La grande question: la Turquie a-t-elle des volontés expansionnistes, portée par la nostalgie de l’Empire ottoman, démantelé en 1923 par le Traité Lausanne? Zeynep Ersan Berdoz ne le croit pas. La plupart des diplomates sur place non plus. Mais le fait est qu’elle occupe une part non négligeable de la Syrie, à sa frontière. Et qu’elle vise les poches kurdes au nord, en réponse aux visées nationalistes du PKK que ne partagent pas une grande partie des Kurdes de Turquie et d’ailleurs. L’attentat terroriste du 13 novembre à Istanbul (6 morts, 80 blessés) a exacerbé les tensions. L’ambition d’Erdogan est de poser la Turquie comme une puissance régionale, libre de ses alliances et de ses agissements. Membre de l’OTAN, soutien de l’Ukraine… et dans les meilleurs termes avec la Russie. Présente et fort active dans tout son voisinage, dans le Caucase (elle appuie l’Azerbaïdjan dans son grignotage de l’Arménie), dans les Balkans et même en Afrique où son influence, peu connue, ne fait que croître. Elle est une pièce centrale de la carte géopolitique mondiale en phase de transformation. A preuve, la Suède a cédé à ses demandes d’extradition de réfugiés kurdes accusés de terrorisme afin de débloquer le veto à son adhésion à l’Alliance atlantique.

Ses relations avec la Grèce? Traditionnellement plus que houleuses. Avec une nouvelle donne: la découverte de pétrole dans la mer Egée. Or des îles grecques sont à immédiate proximité de la Turquie. La limite des eaux territoriales est de 12 miles et privent donc la Turquie de ces ressources. Même pétrin autour de Chypre. Mais les gesticulations d'Erdogan sont encore loin d’une pluie de missiles sur Athènes. A quand une négociation et un accord?

*Données sources*
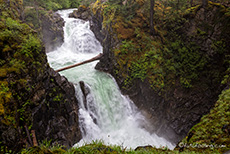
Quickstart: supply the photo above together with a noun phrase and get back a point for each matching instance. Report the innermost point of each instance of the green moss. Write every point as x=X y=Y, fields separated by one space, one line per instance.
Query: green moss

*Travail demandé*
Recopiez à l'identique le passage du texte sur la Turquie situé entre « Ses relations avec » et « et un accord? », bornes comprises.

*Corrigé*
Ses relations avec la Grèce? Traditionnellement plus que houleuses. Avec une nouvelle donne: la découverte de pétrole dans la mer Egée. Or des îles grecques sont à immédiate proximité de la Turquie. La limite des eaux territoriales est de 12 miles et privent donc la Turquie de ces ressources. Même pétrin autour de Chypre. Mais les gesticulations d'Erdogan sont encore loin d’une pluie de missiles sur Athènes. A quand une négociation et un accord?